* **Stated task**: Identify each line in the records below that contains the word "green" and copy every such line in full.

━━ Data rows

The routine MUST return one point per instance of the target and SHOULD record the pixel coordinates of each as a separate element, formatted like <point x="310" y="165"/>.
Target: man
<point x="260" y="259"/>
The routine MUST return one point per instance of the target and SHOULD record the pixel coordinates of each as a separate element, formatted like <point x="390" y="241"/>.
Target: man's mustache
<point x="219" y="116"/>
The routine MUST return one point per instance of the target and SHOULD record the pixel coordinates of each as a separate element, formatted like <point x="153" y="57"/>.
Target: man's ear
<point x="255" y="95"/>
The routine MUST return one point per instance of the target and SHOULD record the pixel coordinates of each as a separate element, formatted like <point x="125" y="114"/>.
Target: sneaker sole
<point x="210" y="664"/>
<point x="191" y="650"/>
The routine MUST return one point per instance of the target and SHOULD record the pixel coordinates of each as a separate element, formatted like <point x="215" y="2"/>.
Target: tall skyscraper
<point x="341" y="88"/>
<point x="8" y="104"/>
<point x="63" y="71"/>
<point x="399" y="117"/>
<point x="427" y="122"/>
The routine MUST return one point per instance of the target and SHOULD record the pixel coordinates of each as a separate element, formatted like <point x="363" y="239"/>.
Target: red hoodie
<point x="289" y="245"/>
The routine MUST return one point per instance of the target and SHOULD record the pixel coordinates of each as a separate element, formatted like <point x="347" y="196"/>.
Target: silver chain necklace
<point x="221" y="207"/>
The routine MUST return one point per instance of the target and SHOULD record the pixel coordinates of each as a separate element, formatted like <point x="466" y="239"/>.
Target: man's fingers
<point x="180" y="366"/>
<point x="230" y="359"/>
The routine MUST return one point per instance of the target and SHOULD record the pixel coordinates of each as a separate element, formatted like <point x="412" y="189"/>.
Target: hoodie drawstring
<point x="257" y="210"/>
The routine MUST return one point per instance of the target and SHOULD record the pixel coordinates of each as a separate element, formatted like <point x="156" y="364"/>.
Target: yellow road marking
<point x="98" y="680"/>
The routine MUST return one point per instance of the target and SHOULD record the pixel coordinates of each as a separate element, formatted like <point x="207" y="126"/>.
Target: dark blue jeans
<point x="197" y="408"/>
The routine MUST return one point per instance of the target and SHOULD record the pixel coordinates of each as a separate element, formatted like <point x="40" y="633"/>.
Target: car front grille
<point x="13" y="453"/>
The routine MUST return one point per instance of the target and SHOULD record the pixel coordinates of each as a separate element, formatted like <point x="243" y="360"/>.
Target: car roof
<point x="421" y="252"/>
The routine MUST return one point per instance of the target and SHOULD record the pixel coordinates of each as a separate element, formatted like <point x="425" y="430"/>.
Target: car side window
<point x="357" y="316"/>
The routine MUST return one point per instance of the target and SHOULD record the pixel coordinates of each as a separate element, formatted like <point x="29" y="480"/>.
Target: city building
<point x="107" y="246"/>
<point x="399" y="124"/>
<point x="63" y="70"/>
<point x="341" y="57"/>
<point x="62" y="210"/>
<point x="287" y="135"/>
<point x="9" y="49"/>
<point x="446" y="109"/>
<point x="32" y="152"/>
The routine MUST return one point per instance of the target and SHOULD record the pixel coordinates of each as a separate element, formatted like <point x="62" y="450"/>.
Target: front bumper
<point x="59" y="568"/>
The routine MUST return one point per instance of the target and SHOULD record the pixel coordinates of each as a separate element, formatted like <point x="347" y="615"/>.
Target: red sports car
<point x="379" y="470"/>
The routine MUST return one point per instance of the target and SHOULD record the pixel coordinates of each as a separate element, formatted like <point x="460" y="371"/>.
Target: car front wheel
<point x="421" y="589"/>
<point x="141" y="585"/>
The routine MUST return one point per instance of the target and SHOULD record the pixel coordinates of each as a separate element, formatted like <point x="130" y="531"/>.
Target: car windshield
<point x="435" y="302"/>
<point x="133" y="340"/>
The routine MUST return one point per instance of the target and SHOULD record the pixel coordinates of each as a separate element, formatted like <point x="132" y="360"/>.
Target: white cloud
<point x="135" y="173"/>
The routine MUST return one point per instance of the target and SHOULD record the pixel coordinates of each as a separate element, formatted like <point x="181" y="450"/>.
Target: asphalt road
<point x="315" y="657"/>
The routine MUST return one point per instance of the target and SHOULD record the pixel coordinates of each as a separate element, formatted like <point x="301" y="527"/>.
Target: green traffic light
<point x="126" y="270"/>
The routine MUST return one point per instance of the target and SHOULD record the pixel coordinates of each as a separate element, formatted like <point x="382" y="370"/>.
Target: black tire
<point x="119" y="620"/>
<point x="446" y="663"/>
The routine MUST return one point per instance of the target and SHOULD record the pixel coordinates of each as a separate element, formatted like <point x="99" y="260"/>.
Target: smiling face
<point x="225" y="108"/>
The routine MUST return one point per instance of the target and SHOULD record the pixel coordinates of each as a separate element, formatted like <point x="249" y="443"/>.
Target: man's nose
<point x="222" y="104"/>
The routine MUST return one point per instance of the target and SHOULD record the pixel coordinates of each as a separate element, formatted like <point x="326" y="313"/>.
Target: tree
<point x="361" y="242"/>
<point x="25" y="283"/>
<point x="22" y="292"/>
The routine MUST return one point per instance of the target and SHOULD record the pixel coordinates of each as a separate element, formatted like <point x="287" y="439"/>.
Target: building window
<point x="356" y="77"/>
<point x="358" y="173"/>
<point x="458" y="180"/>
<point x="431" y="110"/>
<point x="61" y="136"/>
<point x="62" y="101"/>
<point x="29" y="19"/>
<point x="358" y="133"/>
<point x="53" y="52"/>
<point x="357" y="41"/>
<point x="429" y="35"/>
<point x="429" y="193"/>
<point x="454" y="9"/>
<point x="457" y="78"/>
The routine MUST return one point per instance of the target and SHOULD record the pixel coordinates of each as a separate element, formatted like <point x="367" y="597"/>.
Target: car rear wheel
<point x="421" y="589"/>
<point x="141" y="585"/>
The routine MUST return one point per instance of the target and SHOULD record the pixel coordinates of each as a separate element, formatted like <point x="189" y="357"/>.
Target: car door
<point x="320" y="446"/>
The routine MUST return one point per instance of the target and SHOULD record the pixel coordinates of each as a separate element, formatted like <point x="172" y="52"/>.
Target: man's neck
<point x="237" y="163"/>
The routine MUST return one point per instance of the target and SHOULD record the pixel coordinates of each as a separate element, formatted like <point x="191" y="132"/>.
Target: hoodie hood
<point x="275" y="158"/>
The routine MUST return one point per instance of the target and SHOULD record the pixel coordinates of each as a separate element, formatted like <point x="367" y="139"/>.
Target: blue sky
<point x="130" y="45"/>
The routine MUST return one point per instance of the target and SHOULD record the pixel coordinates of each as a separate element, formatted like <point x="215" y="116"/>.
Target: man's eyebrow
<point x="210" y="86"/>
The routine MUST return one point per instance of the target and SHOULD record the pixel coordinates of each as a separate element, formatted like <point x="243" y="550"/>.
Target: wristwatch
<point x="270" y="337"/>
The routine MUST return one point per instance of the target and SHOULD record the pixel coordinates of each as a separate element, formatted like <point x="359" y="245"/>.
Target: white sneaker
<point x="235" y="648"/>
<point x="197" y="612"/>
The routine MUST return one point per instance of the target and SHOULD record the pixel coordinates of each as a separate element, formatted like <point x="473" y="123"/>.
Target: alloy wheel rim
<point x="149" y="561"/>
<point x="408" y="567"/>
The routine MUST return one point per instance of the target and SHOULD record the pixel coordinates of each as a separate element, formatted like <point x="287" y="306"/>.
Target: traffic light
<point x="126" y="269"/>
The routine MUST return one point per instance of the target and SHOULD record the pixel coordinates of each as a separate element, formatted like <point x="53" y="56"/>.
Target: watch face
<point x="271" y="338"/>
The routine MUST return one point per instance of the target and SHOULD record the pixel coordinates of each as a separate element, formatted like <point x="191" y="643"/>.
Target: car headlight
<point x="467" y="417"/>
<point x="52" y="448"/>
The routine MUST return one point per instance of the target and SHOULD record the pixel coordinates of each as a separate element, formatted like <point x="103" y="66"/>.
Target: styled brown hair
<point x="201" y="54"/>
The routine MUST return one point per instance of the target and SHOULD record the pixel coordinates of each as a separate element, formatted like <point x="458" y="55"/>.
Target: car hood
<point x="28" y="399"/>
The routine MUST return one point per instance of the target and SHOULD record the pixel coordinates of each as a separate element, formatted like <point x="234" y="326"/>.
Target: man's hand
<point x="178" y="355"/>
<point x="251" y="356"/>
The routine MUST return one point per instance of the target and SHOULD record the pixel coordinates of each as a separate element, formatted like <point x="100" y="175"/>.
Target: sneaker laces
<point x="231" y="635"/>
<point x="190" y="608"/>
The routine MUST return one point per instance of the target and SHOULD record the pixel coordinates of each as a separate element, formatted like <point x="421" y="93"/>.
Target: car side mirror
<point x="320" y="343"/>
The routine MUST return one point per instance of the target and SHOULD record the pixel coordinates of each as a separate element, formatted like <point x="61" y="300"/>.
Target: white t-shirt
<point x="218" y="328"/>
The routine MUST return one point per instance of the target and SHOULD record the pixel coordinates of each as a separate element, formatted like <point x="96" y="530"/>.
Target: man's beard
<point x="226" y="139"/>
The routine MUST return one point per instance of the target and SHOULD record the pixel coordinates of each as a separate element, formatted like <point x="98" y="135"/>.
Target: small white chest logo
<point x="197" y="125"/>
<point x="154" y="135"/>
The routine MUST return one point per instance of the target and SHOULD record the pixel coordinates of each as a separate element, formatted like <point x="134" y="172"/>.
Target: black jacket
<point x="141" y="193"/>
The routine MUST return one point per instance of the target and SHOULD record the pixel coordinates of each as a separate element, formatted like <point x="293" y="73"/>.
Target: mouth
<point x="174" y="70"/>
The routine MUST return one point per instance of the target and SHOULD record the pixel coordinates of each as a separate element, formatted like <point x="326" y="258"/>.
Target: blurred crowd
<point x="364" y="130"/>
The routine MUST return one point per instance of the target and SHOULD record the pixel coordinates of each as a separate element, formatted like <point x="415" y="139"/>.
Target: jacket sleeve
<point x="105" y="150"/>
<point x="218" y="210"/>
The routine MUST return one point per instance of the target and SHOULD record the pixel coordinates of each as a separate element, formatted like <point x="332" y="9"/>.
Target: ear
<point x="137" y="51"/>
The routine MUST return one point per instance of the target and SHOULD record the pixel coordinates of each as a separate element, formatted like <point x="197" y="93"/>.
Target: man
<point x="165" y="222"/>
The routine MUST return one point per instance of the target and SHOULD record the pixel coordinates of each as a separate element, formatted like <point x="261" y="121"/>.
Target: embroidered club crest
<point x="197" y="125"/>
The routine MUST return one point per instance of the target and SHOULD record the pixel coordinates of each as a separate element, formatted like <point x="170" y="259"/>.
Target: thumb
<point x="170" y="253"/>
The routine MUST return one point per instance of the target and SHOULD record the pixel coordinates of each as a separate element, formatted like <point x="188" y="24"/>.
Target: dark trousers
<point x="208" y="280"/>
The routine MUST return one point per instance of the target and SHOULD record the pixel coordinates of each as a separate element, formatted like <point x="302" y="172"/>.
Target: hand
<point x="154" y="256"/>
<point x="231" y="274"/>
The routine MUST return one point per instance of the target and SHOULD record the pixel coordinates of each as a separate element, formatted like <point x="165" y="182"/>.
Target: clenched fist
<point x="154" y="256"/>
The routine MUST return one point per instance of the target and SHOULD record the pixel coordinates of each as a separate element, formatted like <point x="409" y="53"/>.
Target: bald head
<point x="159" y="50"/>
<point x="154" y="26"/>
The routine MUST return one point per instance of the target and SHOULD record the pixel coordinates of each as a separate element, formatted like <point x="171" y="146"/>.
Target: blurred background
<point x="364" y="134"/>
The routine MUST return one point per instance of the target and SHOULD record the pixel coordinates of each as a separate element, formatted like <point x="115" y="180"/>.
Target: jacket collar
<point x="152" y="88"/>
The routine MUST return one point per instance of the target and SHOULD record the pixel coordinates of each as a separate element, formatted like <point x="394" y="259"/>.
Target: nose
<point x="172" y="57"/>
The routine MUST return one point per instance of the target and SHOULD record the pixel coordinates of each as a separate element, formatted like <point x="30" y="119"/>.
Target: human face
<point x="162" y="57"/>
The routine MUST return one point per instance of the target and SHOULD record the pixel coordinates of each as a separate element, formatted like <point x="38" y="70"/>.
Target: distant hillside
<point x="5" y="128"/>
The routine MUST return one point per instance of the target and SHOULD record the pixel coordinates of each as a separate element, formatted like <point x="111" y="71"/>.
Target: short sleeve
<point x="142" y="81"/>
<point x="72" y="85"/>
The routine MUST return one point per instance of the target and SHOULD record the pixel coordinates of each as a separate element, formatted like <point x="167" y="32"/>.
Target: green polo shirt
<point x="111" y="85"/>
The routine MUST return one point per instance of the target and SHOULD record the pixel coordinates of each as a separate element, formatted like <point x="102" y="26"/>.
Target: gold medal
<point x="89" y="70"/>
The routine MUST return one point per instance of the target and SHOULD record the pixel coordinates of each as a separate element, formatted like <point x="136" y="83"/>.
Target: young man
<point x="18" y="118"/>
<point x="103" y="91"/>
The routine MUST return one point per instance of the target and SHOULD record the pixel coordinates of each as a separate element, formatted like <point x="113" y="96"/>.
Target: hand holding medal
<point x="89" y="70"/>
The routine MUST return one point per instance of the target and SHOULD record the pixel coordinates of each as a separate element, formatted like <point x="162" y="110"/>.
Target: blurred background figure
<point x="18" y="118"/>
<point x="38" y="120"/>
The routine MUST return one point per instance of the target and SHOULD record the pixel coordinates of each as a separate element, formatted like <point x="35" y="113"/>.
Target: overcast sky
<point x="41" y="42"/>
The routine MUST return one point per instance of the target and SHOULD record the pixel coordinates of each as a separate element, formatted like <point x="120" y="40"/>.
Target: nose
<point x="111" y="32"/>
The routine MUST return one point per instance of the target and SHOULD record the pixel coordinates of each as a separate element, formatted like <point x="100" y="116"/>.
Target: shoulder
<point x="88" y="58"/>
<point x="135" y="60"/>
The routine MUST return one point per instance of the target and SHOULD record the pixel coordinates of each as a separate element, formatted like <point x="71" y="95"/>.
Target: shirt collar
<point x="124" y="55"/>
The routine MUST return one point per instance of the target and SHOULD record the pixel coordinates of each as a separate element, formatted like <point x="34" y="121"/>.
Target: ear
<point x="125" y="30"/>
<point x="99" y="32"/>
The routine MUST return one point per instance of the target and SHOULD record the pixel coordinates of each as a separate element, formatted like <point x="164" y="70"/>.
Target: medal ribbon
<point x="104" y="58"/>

━━━━

* **Correct result**:
Target: green traffic light
Target: green polo shirt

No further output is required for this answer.